ЦЕЛИ:
(1) Ответьте на вопросы по отрывку:
(a) Какого числа генерал Брэдли ввел в бой 9-ю армию?
(b) Сколько английских тяжелых бомбардировщиков поддерживали наступление?
(c) В каком лесу оказались втянутыми в бои войска 1-й армии?
(2) Какие американские дивизии отрывок называет по номерам? Перечислите все.

----- ПРЕДОСТАВЛЕННЫЙ ОТРЫВОК -----

Непосредственно к югу от района боевых действий английских войск 22 октября генерал Брэдли ввел в бой американскую 9-ю армию под командованием генерала Симпсона. 16 ноября Брэдли возобновил наступление к Рейну на своем северном участке. Наступление осуществлялось силами 9-й и 1-й американских армий, и ему предшествовала мощная авиационная и артиллерийская подготовка. 1204 американских и 1188 английских тяжелых бомбардировщиков поддерживали это наступление.
В сражение первоначально было введено четырнадцать дивизий, затем вскоре было добавлено еще три дивизии. Тем не менее войска продвигались медленно, боевые действия приобретали затяжной характер. На правом фланге наступавшие войска 1-й армии оказались втянутыми в бои в Хюртгенском лесу, где развернулось одно из самых ожесточенных сражений за всю кампанию. Противник хорошо использовал для обороны лесистую местность, а наступавшие американцы оказались почти в полной зависимости от пехотного оружия. Погода стояла отвратительная. Немцы оборонялись стойко, однако упорство американцев в конечном счете помогло одержать верх. Вспоминая о трудных боях, ветераны американских 4, 9 и 28-й дивизий сравнивали их со сражением в Хюртгенском лесу, которое по ожесточенности и упорству они ставили на первое место.

----- ПРЕДСТАВЛЕННЫЕ ДАННЫЕ -----

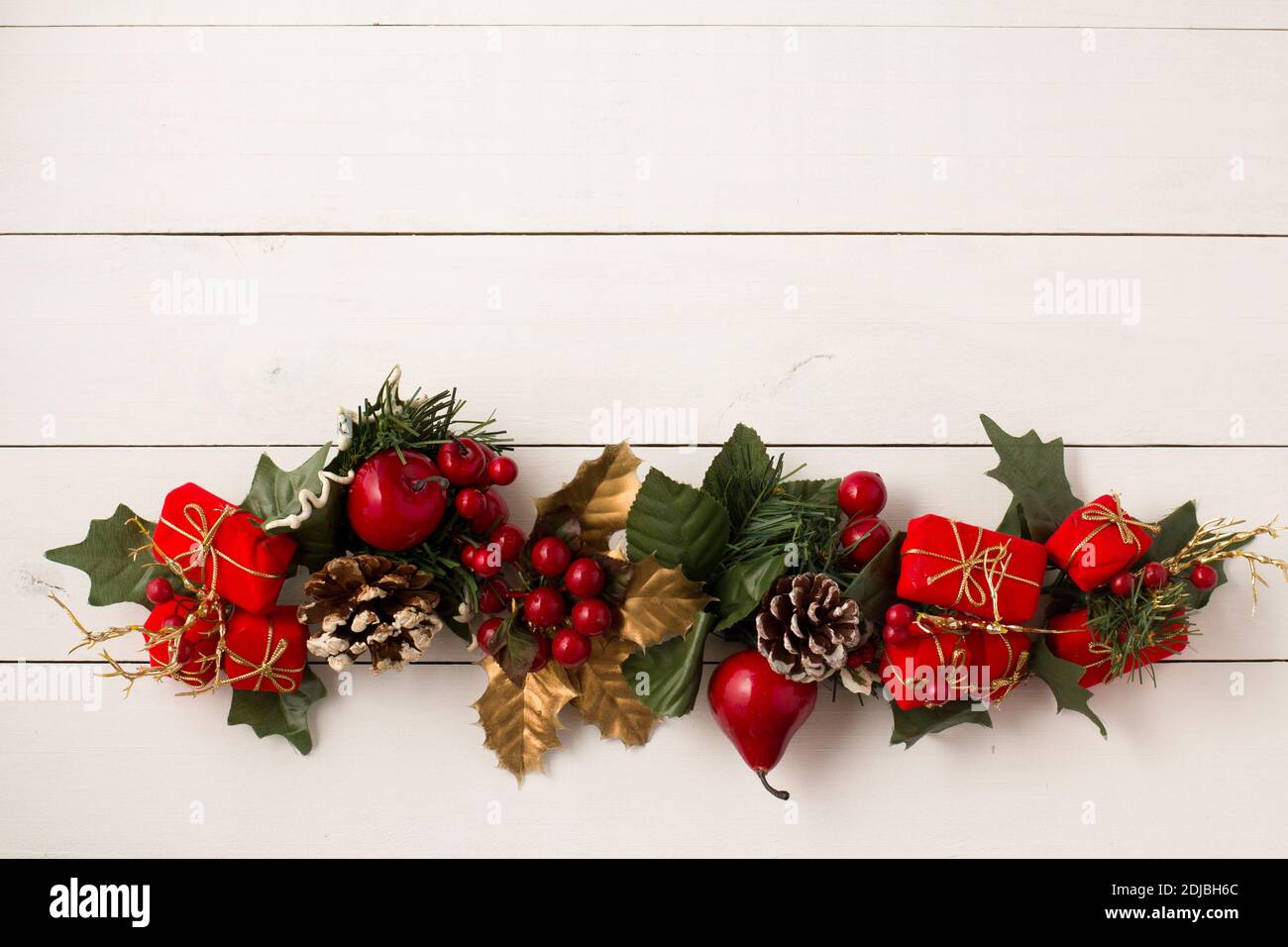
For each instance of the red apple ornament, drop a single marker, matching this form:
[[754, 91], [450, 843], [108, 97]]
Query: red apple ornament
[[759, 710]]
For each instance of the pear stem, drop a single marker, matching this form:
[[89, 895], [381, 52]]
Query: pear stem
[[778, 793]]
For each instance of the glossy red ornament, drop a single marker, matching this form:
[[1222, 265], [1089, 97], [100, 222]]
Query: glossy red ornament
[[585, 578], [550, 556], [759, 710], [395, 505], [462, 462], [591, 616], [570, 648], [544, 607], [862, 493]]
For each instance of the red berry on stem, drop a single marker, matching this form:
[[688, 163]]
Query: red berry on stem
[[862, 493], [585, 578], [1155, 575], [550, 556], [871, 535], [502, 471], [487, 631], [1203, 578], [544, 607], [900, 615], [570, 648], [591, 616], [471, 502], [510, 539], [462, 462], [159, 591], [1124, 583]]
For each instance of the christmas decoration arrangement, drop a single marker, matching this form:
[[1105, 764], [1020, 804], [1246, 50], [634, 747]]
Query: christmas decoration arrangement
[[609, 602], [386, 518]]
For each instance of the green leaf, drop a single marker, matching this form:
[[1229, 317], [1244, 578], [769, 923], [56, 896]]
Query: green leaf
[[275, 492], [741, 587], [874, 587], [674, 671], [283, 714], [739, 474], [104, 557], [911, 725], [678, 525], [1063, 677], [1033, 470]]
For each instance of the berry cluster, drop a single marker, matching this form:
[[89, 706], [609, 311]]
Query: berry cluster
[[562, 616]]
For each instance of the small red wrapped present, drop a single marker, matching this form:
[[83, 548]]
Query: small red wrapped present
[[266, 652], [970, 569], [934, 667], [1074, 642], [1098, 541], [223, 547], [196, 647]]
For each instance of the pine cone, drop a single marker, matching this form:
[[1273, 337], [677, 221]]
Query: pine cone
[[805, 628], [370, 603]]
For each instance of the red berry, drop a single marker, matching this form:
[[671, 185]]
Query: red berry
[[550, 556], [1155, 575], [591, 616], [541, 655], [471, 502], [493, 596], [871, 535], [585, 578], [502, 471], [1203, 578], [544, 607], [862, 493], [462, 462], [1124, 583], [570, 648], [900, 615], [896, 635], [487, 631], [510, 539], [159, 591]]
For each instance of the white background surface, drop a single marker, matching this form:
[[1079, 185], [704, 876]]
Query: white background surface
[[825, 219]]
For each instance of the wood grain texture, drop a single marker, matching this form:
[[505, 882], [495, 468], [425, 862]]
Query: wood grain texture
[[523, 129], [658, 339]]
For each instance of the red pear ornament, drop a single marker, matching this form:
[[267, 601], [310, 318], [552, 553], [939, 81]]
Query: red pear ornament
[[759, 709]]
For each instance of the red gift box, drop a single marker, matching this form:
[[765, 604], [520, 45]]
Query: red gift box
[[1074, 642], [932, 667], [1098, 541], [970, 569], [197, 644], [218, 544], [266, 652]]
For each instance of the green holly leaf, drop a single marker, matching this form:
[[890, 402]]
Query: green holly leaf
[[741, 587], [283, 714], [104, 557], [911, 725], [1033, 471], [739, 474], [674, 671], [275, 492], [874, 587], [1063, 677], [678, 525]]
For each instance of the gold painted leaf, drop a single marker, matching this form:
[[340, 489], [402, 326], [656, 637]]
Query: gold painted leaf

-----

ОТВЕТЫ К УПРАЖНЕНИЮ:
(1)
(a) 22 октября.
(b) 1188.
(c) В Хюртгенском лесу.

(2) 4-я, 9-я и 28-я дивизии.